* **TEXT**
I don't mind corporation paying income tax for us. But that seems like semantics where we simply get paid less because the tax is already paid.
I don't think I'm against that idea. Maybe there might be interesting impact on the compensation.
I think people are concerned that the saved taxes don't go towards employees as much as they should. I'm not saying it does or it doesn't, just that it's a common sentiment I've noticed.
Technically, corporations pay taxes. Practically, only individuals pay taxes.
The Tax system is built on the foundation of maximizing profit (ie: squeeze as much from the population as it can). Theoretically, we should only have a single tax: The income tax. At the end of the year, each citizen reports his income and pays his due.
In reality, people will probably won't pay much in such a system and will protest their "high taxes". It is much easier, then, to tax the big, evil, rich corporation. It makes it look like people are paying less taxes when they are paying all the taxes.
In more modern and developed systems, taxes are mainly used to control the economy rather than raise funding. The government giving solar producers a tax break is the equivalent of the communist system deploying a program to produce solar panels.
This is regressive tax policy and the crux of the issue of fairness. The less money you have, the more liability you carry. The more money a corporation has, the more they can avoid taxes without actually offsetting (paying back to the public) from depreciation accounted by nature of their assets. Some of these assets may not even be fully owned, which is a separate gaming of the system.

* **SET TASKS**
1. Answer these from the tax discussion:
(a) In theory, what single tax should exist?
(b) What is a government tax break for solar producers called the equivalent of?
(c) What happens to liability the less money you have?
2. From the tax discussion, extract the stretch from "The Tax system" through "pays his due.".
3. In one to three sentences, explain why the tax discussion says it is easier to tax corporations than to rely only on an income tax.
The items that come after the tax discussion are separate material.

* **PROVIDED RECORDS**
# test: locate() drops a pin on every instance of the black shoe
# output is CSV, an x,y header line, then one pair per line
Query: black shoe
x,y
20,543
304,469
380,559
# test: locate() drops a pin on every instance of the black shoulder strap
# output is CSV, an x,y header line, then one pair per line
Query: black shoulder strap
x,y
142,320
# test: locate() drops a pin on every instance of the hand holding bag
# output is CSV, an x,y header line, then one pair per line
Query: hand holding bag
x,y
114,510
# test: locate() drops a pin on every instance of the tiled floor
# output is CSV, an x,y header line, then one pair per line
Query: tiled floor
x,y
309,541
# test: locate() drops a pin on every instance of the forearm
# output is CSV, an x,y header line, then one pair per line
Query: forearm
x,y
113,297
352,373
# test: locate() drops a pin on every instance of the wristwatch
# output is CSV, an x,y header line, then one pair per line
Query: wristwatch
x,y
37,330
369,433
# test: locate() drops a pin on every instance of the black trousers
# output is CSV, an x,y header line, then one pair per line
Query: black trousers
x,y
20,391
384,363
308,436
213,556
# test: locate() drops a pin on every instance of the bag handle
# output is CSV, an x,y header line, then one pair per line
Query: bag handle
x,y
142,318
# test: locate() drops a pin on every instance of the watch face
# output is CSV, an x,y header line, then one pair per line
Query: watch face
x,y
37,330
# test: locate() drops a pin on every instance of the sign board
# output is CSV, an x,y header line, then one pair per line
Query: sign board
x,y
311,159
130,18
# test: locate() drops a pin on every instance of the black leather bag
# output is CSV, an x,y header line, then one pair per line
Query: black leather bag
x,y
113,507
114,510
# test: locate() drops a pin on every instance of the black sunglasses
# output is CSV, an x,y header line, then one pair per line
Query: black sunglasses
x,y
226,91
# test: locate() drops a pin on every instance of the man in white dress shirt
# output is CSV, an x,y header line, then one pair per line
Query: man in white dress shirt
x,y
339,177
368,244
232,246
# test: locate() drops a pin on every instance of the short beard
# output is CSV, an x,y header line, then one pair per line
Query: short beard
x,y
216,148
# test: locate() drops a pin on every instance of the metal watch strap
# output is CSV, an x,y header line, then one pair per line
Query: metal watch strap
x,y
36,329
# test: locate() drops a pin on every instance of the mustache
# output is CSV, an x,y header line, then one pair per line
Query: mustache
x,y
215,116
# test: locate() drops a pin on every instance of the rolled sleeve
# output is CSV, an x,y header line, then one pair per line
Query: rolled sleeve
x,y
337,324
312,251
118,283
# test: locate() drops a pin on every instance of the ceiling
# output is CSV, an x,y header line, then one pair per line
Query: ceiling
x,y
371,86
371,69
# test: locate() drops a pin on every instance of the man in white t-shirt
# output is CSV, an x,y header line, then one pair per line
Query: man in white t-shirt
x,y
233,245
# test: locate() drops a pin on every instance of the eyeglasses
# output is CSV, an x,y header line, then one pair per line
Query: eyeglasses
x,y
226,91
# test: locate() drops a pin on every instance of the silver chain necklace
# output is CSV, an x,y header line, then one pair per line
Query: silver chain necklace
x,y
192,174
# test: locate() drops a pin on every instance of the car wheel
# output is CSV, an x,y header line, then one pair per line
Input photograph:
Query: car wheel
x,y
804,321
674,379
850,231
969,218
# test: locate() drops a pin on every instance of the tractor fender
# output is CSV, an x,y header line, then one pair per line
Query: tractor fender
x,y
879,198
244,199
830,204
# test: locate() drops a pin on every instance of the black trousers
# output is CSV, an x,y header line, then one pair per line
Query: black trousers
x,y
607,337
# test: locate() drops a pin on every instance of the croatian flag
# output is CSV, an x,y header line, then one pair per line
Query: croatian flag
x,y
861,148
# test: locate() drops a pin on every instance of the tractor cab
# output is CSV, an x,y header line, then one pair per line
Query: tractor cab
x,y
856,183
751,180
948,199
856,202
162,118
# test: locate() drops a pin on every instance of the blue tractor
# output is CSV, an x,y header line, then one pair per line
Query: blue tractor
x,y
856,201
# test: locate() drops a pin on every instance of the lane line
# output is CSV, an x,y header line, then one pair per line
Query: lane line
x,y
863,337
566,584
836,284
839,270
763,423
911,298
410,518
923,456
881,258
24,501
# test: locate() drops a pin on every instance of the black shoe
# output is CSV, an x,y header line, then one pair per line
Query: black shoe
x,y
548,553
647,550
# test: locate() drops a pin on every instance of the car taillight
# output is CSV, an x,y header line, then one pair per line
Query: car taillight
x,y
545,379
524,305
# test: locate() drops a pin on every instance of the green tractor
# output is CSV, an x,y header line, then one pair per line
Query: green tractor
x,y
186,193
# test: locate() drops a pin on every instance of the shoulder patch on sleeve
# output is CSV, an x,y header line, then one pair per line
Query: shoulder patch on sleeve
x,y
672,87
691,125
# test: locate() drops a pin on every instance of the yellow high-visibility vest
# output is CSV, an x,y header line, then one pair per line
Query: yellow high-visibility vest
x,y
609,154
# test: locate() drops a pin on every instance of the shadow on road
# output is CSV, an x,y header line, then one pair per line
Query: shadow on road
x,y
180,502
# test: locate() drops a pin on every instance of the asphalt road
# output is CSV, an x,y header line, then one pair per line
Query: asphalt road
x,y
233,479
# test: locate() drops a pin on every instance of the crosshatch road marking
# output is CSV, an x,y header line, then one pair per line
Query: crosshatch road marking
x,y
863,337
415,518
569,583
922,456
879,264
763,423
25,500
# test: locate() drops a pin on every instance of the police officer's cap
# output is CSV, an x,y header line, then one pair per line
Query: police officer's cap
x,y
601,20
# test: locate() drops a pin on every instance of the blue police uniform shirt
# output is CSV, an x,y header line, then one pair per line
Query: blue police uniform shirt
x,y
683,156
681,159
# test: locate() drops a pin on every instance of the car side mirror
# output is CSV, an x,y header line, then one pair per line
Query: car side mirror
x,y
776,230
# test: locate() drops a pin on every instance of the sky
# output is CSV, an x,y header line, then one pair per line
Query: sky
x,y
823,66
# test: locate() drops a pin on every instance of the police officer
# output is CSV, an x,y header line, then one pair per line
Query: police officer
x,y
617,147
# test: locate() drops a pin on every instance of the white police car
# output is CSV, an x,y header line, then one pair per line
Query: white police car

* **ANSWERS FOR THE EXERCISE**
1.
(a) The income tax.
(b) The communist system deploying a program to produce solar panels.
(c) You carry more liability.

2.
The Tax system is built on the foundation of maximizing profit (ie: squeeze as much from the population as it can). Theoretically, we should only have a single tax: The income tax. At the end of the year, each citizen reports his income and pays his due.

3. Under a single income tax, people would probably not pay much and would protest their "high taxes." Taxing corporations makes it look like people are paying less taxes when they are actually paying all of them.